Tarefa proposta A: Reescreva em forma de lista o parágrafo do trecho dado que começa com "Os aspectos mais interessantes dos jovens", mantendo seus fatos principais.
Tarefa proposta B: Diga se cada afirmação a seguir está de acordo com o trecho dado, respondendo sim ou não e citando literalmente as palavras do trecho que decidem a questão: (i) os adultos de Ituglanis sp. são totalmente despigmentados; (ii) há populações troglóbias de crustáceos em todo o mundo; (iii) Proteus anguinus nasce com olhos normais que depois regridem.

Trecho dado:
·····

Os aspectos mais interessantes dos jovens de Ituglanis sp. referem-se aos olhos e à pigmentação. Os indivíduos adultos são troglomórficos típicos: quase totalmente despigmentados, apresentando apenas alguns melanócitos na região dorsal e olhos vestigiais recobertos pela pele, por vezes visíveis como vesículas amorfas escuras. No entanto, os jovens nasceram pigmentados e com olhos de estrutura aparentemente normal, o mesmo tendo sido observado para Ancistrus cryptophthalmus. Há muito sabia-se que outros vertebrados troglóbios, tais como Astyanax spp. e a salamandra européia Proteus anguinus, nascem com olhos normais, os quais regridem ao longo da ontogenia (Peters & Peters, 1973; Vandel et al., 1969). Os dados obtidos com Ituglanis sp. e Ancistrus cryptophthalmus, grupos filogeneticamente distintos dos dois acima mencionados, corroboram a ideia de tratar-se esse de um fenômeno generalizado para peixes troglóbios.







CRUSTÁCEOS TROGLÓBIOS DO BRASIL

 

Ao lado dos peixes e no Hemisfério Norte também das salamandras, os crustáceos constituem um grupo de grande importância no meio subterrâneo aquático. Em todo o mundo são encontradas populações troglóbias, tanto entre os chamados crustáceos modernos (decápodes como caranguejos, pitus e lagostins, anfípodes e isópodes), como os ditos relictos, ou seja, grupos que foram amplamente distribuídos no passado, mas que atualmente são representados por raras espécies de distribuição restrita, ocorrendo em ambientes bastante particulares.

·····

Material fornecido:
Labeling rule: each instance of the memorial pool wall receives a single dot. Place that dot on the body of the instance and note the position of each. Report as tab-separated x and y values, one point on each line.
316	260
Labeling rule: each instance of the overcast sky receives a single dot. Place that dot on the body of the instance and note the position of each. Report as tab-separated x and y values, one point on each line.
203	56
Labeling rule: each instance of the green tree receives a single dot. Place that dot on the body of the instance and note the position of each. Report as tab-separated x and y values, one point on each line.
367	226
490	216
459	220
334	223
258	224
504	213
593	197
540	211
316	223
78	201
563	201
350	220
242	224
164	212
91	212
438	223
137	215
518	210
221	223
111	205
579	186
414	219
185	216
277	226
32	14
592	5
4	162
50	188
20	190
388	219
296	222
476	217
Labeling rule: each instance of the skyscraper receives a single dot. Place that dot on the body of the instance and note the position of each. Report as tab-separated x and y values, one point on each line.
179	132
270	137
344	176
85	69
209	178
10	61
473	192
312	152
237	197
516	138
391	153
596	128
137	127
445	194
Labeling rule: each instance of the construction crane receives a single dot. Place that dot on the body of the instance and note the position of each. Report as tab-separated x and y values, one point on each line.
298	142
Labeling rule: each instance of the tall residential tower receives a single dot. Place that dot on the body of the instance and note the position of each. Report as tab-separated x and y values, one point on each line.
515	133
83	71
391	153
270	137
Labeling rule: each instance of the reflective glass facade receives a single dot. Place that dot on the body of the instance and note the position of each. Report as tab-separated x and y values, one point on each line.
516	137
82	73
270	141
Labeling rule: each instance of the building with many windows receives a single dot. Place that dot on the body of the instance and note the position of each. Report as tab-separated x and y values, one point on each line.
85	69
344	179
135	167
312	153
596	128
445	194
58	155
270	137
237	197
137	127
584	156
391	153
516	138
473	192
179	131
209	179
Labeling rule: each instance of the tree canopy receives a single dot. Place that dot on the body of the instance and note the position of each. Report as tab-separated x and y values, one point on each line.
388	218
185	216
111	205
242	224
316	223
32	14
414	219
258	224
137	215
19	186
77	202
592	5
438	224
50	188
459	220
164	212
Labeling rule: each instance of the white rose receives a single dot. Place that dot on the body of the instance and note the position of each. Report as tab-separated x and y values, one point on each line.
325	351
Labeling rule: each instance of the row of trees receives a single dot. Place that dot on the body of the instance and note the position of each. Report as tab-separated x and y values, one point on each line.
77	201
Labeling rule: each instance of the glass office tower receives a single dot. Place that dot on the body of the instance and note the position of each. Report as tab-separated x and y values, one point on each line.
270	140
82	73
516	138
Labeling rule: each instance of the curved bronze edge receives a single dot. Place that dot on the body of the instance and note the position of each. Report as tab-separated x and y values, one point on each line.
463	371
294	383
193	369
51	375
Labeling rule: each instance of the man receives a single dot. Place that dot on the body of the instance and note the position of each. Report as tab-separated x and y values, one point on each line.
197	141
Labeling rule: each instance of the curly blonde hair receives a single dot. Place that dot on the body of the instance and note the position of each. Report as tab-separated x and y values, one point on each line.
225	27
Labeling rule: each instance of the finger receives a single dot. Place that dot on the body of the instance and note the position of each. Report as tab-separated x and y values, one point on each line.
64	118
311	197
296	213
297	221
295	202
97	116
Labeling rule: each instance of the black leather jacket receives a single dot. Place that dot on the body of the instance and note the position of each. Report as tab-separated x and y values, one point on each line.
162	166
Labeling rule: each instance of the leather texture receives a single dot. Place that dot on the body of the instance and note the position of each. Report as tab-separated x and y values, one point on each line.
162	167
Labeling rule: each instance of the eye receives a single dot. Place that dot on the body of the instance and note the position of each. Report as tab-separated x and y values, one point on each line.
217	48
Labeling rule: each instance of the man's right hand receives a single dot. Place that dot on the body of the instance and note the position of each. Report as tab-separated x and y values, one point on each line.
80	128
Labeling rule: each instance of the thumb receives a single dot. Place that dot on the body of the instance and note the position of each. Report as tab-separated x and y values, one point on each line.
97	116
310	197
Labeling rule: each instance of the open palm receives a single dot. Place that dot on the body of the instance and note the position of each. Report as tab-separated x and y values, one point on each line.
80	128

·····

Resposta A:
- Nos jovens de Ituglanis sp., os aspectos mais interessantes são os olhos e a pigmentação.
- Os adultos são troglomórficos típicos. São quase totalmente despigmentados, com apenas alguns melanócitos na região dorsal. Têm olhos vestigiais recobertos pela pele, às vezes visíveis como vesículas amorfas escuras.
- Os jovens nascem pigmentados e com olhos de estrutura aparentemente normal. O mesmo foi observado em Ancistrus cryptophthalmus.
- Já se sabia que Astyanax spp. e a salamandra Proteus anguinus nascem com olhos normais, que regridem ao longo da ontogenia (Peters & Peters, 1973; Vandel et al., 1969).
- Ituglanis sp. e Ancistrus cryptophthalmus são grupos filogeneticamente distintos desses dois. Seus dados reforçam a ideia de que o fenômeno é generalizado entre os peixes troglóbios.

Resposta B:
(i) Não: "quase totalmente despigmentados, apresentando apenas alguns melanócitos na região dorsal".
(ii) Sim: "Em todo o mundo são encontradas populações troglóbias".
(iii) Sim: "nascem com olhos normais, os quais regridem ao longo da ontogenia".